* _Stated goal_
Rewrite the lines from the one containing "Where can the sepia" up to and including the one containing "x=150, y=96" as a Markdown table with the columns Num and Text. Number each line in order and leave out any blank lines.

-- START Supplied data --

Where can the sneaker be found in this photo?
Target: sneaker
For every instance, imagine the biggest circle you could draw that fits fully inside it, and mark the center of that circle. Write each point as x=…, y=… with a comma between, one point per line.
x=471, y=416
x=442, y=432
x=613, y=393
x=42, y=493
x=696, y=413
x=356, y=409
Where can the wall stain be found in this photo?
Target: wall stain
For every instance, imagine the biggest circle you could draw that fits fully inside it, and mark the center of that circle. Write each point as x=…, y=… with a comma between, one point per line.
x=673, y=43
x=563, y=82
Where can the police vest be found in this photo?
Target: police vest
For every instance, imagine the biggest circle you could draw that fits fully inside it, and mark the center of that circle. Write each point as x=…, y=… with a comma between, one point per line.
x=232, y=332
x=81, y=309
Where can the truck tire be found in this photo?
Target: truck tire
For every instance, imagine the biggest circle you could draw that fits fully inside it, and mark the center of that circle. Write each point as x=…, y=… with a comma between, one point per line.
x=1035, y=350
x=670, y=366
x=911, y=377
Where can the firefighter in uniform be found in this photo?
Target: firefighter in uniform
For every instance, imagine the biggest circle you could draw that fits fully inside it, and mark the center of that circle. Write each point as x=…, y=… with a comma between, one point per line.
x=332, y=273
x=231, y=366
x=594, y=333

-- END Supplied data --
-- START Supplied data --

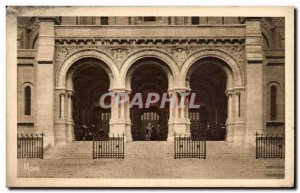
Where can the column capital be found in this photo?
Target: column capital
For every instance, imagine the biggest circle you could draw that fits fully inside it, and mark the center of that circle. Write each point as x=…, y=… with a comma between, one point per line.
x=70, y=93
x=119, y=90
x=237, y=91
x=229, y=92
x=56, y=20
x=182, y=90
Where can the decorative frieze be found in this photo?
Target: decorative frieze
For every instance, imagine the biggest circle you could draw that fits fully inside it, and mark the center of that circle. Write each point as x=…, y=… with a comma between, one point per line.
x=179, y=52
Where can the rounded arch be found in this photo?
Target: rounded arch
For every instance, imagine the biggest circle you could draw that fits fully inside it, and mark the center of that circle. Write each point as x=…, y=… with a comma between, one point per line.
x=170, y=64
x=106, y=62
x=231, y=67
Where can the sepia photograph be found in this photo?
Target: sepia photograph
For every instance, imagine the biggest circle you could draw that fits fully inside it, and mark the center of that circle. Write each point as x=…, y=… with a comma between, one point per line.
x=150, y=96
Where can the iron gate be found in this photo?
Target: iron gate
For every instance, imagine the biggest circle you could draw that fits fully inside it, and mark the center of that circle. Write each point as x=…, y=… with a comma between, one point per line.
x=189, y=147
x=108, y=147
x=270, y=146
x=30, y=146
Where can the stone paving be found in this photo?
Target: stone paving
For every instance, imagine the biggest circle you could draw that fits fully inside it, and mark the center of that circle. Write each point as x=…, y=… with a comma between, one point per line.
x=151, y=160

-- END Supplied data --

* _Task response_
| Num | Text |
|---|---|
| 1 | Where can the sepia photograph be found in this photo? |
| 2 | Target: sepia photograph |
| 3 | For every instance, imagine the biggest circle you could draw that fits fully inside it, and mark the center of that circle. Write each point as x=…, y=… with a comma between, one point per line. |
| 4 | x=150, y=96 |